(Data records)
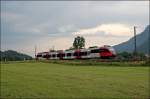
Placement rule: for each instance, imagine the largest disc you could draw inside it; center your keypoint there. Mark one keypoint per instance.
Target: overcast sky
(45, 24)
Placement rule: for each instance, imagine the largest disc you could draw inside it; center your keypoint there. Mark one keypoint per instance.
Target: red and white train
(98, 52)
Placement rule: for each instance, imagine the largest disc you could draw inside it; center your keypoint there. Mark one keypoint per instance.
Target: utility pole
(35, 51)
(135, 50)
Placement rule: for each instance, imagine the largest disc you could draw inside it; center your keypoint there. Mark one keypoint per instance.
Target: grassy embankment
(56, 80)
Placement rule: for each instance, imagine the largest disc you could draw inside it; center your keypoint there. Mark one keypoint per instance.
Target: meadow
(53, 80)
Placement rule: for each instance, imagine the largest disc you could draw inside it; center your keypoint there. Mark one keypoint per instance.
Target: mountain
(142, 41)
(11, 55)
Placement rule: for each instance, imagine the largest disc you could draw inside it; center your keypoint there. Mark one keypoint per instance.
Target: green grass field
(49, 80)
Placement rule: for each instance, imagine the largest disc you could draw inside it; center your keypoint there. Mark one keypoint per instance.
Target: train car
(97, 52)
(107, 52)
(69, 54)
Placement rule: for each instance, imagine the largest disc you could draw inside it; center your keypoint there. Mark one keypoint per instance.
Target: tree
(79, 42)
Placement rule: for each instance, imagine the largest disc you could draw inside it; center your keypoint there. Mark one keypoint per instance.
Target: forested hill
(11, 55)
(142, 43)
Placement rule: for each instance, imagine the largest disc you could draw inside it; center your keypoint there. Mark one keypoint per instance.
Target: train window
(58, 55)
(63, 55)
(83, 53)
(53, 55)
(69, 54)
(95, 51)
(76, 54)
(104, 50)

Requirement: The reply should repeat the data in full, exactly as given, and contain no pictures.

Answer:
Placement rule: for each instance, imagine the largest disc you could draw inside it; center your keypoint there. Mark one keypoint per instance.
Target: overcast sky
(45, 24)
Placement rule: for each instance, imagine the largest disc you could draw inside it; center your keypoint there. Mark one keypoint per instance.
Target: red and white train
(98, 52)
Placement rule: for each instance, imagine the largest disc you could draw inside it; center your keypoint there. Mark one keypoint per instance.
Target: utility pole
(35, 51)
(135, 50)
Placement rule: for each instance, imagine the largest disc you could draw inside it; center your keypoint there. Mark one keypoint per instance.
Target: grassy embankment
(56, 80)
Placement rule: for each instance, imagine the largest disc you could draw inside it; center your keypoint there. Mark one keypoint per instance.
Target: meadow
(53, 80)
Placement rule: for each instance, imagine the largest disc you could draw inside it; center your keypoint there. Mark one keypoint per instance.
Target: mountain
(142, 41)
(11, 55)
Placement rule: for each instance, imagine the largest disc you could draw inside it; center your keypoint there. Mark one keypoint per instance.
Target: green grass field
(49, 80)
Placement rule: for each instance, imagine the largest disc you could draw inside it; center your keypoint there. Mark one keypoint per instance.
Target: train car
(97, 52)
(107, 52)
(69, 54)
Placement rule: for each instance, imagine the largest disc you could draw inside it; center your keypoint there. Mark one keypoint per instance.
Target: tree
(79, 42)
Placement rule: for each instance, imagine the largest disc you could draw inside it; center your keypoint there. Mark one keypoint per instance.
Target: forested hill
(11, 55)
(142, 43)
Placement rule: for each instance, imagine the largest disc you could draw inside it; center your keypoint there. Mark one keypoint per instance.
Target: train window
(58, 55)
(63, 55)
(83, 53)
(53, 55)
(69, 54)
(95, 51)
(76, 54)
(104, 50)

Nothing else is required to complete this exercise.